(Coordinate annotation data)
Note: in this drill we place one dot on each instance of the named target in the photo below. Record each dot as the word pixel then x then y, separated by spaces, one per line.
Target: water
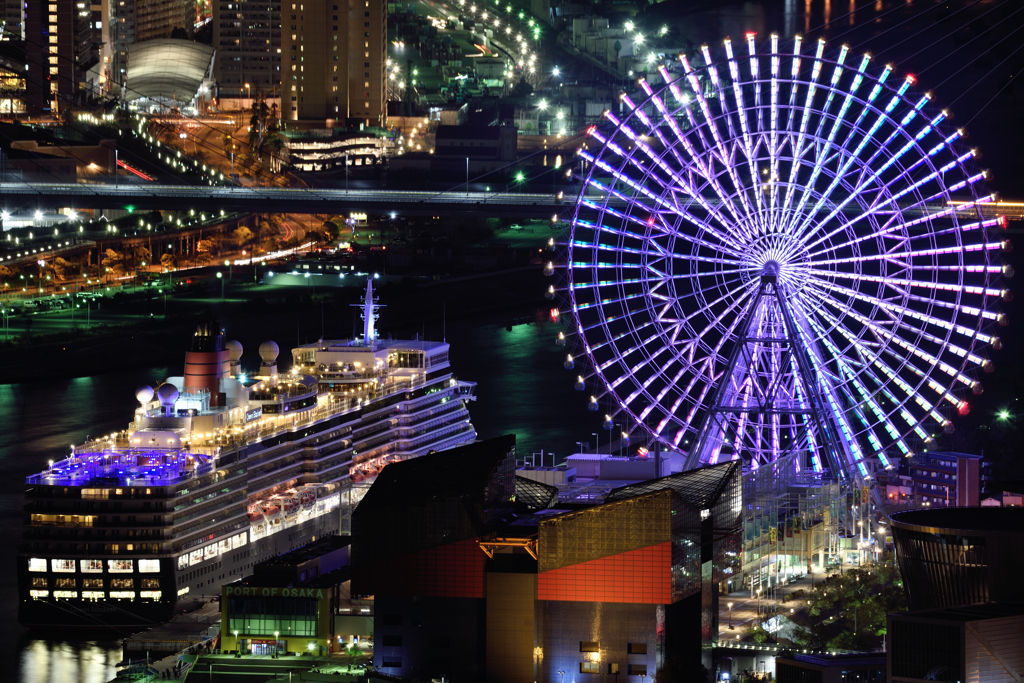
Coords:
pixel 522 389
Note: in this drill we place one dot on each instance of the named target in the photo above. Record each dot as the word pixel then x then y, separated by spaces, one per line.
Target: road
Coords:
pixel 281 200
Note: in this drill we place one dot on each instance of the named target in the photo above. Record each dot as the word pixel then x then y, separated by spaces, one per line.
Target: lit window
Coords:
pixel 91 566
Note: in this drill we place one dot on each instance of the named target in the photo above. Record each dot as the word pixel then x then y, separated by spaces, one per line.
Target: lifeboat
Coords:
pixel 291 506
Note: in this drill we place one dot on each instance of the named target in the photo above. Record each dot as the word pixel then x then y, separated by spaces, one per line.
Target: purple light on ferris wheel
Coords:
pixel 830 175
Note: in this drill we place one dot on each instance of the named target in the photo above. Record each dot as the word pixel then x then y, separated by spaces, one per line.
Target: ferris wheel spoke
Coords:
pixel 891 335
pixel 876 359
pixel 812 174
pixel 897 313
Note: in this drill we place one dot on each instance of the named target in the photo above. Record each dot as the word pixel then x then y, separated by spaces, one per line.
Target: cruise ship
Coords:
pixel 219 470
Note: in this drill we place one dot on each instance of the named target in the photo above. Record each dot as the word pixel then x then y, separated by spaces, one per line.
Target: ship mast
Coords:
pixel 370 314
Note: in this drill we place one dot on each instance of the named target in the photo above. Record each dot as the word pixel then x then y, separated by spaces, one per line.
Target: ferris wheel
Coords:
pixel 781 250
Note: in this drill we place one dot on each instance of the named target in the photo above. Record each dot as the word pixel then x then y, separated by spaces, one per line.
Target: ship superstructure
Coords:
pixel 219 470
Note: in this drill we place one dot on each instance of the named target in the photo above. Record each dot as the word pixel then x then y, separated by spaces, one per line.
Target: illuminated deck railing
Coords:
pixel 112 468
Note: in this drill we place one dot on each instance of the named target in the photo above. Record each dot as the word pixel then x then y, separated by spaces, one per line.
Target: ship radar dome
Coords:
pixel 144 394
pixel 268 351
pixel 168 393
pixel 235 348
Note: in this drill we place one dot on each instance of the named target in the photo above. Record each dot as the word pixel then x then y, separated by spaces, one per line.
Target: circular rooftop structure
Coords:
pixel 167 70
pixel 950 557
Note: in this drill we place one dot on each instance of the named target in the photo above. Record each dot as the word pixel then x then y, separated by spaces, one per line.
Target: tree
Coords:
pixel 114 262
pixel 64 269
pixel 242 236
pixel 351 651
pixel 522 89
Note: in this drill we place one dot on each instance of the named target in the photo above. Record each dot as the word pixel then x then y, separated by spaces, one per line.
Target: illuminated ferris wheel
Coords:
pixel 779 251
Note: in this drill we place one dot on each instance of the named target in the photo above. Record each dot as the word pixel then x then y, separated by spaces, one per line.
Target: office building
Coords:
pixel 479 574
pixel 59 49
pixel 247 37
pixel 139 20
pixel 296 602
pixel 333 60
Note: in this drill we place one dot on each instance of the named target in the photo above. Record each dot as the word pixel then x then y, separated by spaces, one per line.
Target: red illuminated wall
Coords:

Required task:
Count the lines of the data above that contain the string "ship", treating uppercase and lowercase letters as different. Reply with the number alone.

Task solution:
4